List of tasks =
A) What two types does a new product tend to be, according to the business management notes?
B) Return, word for word, the passage of the business management notes that begins at the words "Purpose of Production" and stops after the words "allocation of resources.".

Document extract =
+--
Business Management and Enterprise (Year 12) - Management (U4)
Purpose of Production Management Systems
Production management systems (PMS) are to processes and sequences involved with transforming factors of production into a final good or service. These systems monitor, control and evaluate the production process, ensuring the efficient allocation of resources.
They set goals regarding production in terms of the right quantity and quality. They aim to meat deadlines as well as help to keep costs as low as possible.
Features of Product Development
A new product tends to be one of two types:
Disruptive innovation – a new, innovative product different to anything else sold on the market
Incremental innovation – a significant upgrade of an existing product, now with new features
The steps in product development vary on a firm-to-firm basis however, there are some common steps:
1. Idea Generation
An individual/group comes up with a new idea.
2. Market research
Can be both primary and secondary
Involves identifying needs and gaps in the market
Analyses production capacity of the business and possible reasons for expansion
Considers the marketing orientation and strategy of the business
3. Product development and testing
Prototypes are built and tested
Cost-benefit analyses are conducted, considering time, cost and possible market price
Test marketing is performed and feedback is considered
Refinement of the marketing mix
4. Feasibility study
Consider legal and financial implications
Ensure there are no breaches of intellectual property
Seek to patent or trademark the product, allowing for commercial exploitation of the idea
5. Launch product
Similar to ‘introduction’ stage of the product life cycle
Assess the distribution channel and supply chain
Consider timing of product launch
Many businesses have begun focusing on quality for the following reasons:
Heightened competition in the market and quality is used to differentiate their business and products from others
Consumer protection laws enforcing quality standards
Advocation from consumer groups
Pressure from public relations
Potential costs of fighting lawsuits due to defective products
There are many benefits of quality management:
Develops brand loyalty
Saves on costs associated with customer complaints and refunds
Less advertising is needed, as the business establishes themselves as a high-quality brand
The business can charge a higher price
Quality control (QC) involves the inspection, testing and sampling of products to assess their quality. It involves the detection of faulty products and taking action during the production process.
Businesses tend to take a sample from a batch of products. They then assess its quality before deciding if it is suitable to be sold. This ensures that products meet the required quality standards before the product reaches the consumers.
+--
Dataset lines about object locations =

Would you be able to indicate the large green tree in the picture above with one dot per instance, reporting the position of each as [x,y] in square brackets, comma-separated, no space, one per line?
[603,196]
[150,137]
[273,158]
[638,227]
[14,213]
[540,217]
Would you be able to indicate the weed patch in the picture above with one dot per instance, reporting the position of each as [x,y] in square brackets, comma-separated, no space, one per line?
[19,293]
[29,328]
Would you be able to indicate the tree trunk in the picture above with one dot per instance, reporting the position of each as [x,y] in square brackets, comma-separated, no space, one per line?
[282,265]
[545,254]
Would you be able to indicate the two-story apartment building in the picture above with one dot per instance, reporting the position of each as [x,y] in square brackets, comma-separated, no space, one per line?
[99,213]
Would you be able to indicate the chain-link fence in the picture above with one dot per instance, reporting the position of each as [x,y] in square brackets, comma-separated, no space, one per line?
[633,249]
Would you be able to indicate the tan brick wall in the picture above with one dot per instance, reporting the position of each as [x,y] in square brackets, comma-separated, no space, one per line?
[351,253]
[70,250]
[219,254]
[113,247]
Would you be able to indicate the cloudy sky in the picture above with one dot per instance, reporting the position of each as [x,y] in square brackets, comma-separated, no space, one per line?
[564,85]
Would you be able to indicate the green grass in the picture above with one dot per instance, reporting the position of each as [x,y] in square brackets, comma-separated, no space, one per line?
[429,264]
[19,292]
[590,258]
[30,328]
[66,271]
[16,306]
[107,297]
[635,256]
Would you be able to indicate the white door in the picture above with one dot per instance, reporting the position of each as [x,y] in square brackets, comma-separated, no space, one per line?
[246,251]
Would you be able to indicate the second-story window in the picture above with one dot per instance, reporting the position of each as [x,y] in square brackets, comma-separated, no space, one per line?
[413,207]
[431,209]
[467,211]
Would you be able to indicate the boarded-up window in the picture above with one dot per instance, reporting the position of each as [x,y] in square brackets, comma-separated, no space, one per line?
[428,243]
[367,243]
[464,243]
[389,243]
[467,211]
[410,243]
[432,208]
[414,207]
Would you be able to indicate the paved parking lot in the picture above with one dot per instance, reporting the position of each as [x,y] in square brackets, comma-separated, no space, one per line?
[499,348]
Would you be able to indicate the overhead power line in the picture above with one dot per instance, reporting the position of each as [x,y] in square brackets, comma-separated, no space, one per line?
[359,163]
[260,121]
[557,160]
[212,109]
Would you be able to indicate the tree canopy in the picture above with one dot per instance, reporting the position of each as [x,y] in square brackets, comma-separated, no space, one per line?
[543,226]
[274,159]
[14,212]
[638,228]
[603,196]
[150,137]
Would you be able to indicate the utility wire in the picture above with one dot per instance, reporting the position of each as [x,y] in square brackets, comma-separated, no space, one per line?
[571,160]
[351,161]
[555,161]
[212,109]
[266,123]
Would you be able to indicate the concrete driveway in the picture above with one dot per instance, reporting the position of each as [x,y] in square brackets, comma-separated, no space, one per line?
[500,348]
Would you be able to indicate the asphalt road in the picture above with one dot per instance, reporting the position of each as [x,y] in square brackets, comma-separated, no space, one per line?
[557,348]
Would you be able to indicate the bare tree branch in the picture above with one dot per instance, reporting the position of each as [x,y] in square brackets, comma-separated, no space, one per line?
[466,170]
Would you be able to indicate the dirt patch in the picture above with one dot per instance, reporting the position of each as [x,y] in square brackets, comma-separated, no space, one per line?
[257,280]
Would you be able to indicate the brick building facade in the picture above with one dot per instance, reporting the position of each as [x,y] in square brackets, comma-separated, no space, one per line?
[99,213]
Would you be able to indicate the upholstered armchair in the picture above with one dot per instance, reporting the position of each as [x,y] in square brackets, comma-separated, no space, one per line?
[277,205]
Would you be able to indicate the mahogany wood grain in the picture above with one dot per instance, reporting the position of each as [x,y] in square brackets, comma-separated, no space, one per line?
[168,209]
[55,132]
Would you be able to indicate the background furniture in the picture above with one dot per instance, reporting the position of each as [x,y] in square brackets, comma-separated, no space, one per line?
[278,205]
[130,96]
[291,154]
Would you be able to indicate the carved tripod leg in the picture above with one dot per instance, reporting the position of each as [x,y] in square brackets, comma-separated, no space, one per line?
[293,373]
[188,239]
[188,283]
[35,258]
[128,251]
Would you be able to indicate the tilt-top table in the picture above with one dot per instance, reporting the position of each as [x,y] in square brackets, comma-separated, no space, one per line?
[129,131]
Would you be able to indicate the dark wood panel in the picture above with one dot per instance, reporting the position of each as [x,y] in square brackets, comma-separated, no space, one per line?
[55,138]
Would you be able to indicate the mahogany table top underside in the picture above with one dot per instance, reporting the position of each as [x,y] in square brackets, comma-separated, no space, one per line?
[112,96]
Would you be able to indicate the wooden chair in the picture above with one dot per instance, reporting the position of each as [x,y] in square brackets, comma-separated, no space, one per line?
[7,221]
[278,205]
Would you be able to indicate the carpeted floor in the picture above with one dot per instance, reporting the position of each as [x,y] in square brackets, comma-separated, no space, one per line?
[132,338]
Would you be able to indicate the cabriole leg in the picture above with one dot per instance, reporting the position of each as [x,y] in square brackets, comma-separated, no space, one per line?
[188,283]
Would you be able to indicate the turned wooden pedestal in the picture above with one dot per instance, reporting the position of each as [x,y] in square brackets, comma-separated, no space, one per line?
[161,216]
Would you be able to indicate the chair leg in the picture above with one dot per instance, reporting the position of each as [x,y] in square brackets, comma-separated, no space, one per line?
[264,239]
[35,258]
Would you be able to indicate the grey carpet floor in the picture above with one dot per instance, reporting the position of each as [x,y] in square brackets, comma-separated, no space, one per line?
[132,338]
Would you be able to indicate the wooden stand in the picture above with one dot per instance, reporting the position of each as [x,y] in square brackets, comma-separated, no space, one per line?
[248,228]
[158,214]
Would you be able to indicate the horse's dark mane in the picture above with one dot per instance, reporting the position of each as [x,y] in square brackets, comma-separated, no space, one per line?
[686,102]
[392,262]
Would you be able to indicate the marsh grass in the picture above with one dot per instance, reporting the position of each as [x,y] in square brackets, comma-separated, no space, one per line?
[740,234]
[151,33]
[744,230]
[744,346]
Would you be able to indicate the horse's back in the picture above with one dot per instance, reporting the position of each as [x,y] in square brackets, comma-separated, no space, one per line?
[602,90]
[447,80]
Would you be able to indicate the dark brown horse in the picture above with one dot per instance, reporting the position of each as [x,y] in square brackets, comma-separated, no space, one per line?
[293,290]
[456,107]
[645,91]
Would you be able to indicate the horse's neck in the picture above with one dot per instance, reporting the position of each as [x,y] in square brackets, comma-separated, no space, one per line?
+--
Worked answers =
A) Disruptive innovation and incremental innovation.

B)
Purpose of Production Management Systems
Production management systems (PMS) are to processes and sequences involved with transforming factors of production into a final good or service. These systems monitor, control and evaluate the production process, ensuring the efficient allocation of resources.